--- Extract ---
10. How are members affected if a PE fails to file Form CT-1065/CT-1120SI or to make the required composite Connecticut income tax payment?
If the PE does not file its return, the Commissioner of Revenue Services may file a return on its behalf and assess the tax, interest, and a penalty of 10% of the balance due or $50, whichever is greater. If the PE files a Form CT-1065/CT-1120SI, but does not make the required composite Connecticut income tax payment, DRS assesses the tax, interest, and a penalty of 10%. In either situation, DRS first collects, or attempts to collect, the tax, penalty, and interest from the PE, but, if any amount is uncollectible from the PE, DRS may collect the amount from the members. DRS will not collect an amount from a member that exceeds the member’s Connecticut income tax liability and will take into account any payments made toward that liability by the member.
11. What information is a PE required to furnish to its members?

--- Aim 1 ---
Retype the Connecticut composite income tax passage with no changes.

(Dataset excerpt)
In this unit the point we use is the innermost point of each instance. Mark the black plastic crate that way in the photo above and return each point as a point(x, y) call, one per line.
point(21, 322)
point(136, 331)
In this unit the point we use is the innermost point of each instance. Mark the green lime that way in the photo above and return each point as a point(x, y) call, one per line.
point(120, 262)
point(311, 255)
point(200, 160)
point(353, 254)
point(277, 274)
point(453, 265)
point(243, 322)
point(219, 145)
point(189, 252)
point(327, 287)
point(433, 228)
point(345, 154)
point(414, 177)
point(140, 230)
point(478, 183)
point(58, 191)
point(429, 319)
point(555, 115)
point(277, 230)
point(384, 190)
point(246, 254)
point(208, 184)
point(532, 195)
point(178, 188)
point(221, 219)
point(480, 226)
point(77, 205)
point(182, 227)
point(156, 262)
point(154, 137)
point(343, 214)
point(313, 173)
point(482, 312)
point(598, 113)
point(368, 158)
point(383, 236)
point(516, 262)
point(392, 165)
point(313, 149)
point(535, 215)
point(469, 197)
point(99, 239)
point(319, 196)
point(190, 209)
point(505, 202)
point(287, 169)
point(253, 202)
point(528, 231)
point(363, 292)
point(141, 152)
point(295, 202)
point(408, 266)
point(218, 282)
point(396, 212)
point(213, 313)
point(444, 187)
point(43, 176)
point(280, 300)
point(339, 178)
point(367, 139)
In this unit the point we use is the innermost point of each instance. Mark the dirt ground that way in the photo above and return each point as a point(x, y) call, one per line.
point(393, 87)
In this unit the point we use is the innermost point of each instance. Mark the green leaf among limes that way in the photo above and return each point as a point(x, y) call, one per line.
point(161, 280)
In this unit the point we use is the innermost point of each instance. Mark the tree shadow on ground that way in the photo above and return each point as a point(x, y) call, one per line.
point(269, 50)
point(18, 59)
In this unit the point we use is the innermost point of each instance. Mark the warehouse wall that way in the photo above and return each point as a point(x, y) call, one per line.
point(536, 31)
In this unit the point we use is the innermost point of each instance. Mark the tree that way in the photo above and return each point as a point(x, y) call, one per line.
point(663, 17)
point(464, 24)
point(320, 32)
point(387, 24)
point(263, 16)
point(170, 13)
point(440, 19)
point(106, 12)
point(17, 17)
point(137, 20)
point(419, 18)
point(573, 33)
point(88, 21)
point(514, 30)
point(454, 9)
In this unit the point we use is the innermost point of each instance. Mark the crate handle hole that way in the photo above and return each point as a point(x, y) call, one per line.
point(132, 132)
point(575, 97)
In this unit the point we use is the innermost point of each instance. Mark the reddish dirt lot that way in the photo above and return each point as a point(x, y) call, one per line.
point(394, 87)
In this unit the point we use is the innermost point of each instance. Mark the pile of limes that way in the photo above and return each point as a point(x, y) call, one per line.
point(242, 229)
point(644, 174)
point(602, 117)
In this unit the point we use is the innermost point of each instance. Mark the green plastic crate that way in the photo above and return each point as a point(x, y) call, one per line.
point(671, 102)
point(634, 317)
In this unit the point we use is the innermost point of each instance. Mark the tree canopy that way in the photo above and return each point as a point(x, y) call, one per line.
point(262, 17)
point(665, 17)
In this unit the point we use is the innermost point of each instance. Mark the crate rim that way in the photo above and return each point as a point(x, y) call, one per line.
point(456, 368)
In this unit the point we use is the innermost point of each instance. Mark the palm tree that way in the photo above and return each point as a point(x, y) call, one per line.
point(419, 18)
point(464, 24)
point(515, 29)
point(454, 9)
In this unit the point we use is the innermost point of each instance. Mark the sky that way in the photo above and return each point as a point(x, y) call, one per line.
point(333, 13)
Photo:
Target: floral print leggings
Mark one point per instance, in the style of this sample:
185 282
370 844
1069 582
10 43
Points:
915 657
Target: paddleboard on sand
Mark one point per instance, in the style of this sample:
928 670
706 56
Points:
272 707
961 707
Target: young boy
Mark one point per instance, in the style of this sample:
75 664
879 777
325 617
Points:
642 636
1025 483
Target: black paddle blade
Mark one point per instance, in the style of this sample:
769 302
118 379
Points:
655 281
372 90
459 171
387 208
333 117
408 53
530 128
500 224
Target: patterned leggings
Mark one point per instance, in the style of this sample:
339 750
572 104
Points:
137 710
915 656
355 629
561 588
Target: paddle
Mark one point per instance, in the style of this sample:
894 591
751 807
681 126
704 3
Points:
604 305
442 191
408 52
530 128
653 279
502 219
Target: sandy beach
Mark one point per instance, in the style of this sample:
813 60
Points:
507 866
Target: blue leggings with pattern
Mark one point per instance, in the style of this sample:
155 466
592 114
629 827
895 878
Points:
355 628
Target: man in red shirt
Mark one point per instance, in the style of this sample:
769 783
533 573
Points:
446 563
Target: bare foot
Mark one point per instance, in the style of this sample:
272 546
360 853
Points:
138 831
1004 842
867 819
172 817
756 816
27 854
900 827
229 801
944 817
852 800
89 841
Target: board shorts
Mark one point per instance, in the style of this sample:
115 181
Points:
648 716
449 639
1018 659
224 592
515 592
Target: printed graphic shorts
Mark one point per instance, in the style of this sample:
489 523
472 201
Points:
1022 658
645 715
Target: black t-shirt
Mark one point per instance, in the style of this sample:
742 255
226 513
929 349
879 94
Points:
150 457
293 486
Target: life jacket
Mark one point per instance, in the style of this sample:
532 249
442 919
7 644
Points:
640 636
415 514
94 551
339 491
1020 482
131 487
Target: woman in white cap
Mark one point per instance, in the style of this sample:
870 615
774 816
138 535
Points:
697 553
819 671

--- Aim 2 ---
Reproduce the records from the line containing "Target: board shorts" through the end of the records, changing "sample" to "example" and leaving everything else unchanged. Return only that stretch.

--- Expected output 1 ---
10. How are members affected if a PE fails to file Form CT-1065/CT-1120SI or to make the required composite Connecticut income tax payment?
If the PE does not file its return, the Commissioner of Revenue Services may file a return on its behalf and assess the tax, interest, and a penalty of 10% of the balance due or $50, whichever is greater. If the PE files a Form CT-1065/CT-1120SI, but does not make the required composite Connecticut income tax payment, DRS assesses the tax, interest, and a penalty of 10%. In either situation, DRS first collects, or attempts to collect, the tax, penalty, and interest from the PE, but, if any amount is uncollectible from the PE, DRS may collect the amount from the members. DRS will not collect an amount from a member that exceeds the member’s Connecticut income tax liability and will take into account any payments made toward that liability by the member.
11. What information is a PE required to furnish to its members?

--- Expected output 2 ---
Target: board shorts
Mark one point per instance, in the style of this example:
115 181
Points:
648 716
449 639
1018 659
224 592
515 592
Target: printed graphic shorts
Mark one point per instance, in the style of this example:
489 523
472 201
Points:
1022 658
645 715
Target: black t-shirt
Mark one point per instance, in the style of this example:
742 255
226 513
929 349
879 94
Points:
150 457
293 486
Target: life jacket
Mark one point per instance, in the style of this example:
532 249
442 919
7 644
Points:
640 636
415 514
94 551
339 491
1020 482
131 487
Target: woman in white cap
Mark one point per instance, in the style of this example:
870 615
774 816
138 535
Points:
697 553
819 671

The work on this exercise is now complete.